• _Stated problem_
Reproduce every line of the listing below, requests included, multiplying each coordinate in the answers by 1.55 and rounding to the nearest whole number, with halves rounded up. Leave the numbers in the requests and their format samples unchanged.

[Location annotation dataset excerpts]
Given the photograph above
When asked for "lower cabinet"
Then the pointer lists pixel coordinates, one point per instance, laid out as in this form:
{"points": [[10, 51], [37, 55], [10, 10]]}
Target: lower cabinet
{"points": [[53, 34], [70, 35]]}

• _Problem solution_
Given the photograph above
When asked for "lower cabinet"
Then the pointer lists pixel coordinates, one point per instance, laid out as in this form:
{"points": [[10, 51], [37, 55], [10, 10]]}
Target: lower cabinet
{"points": [[82, 53], [109, 54]]}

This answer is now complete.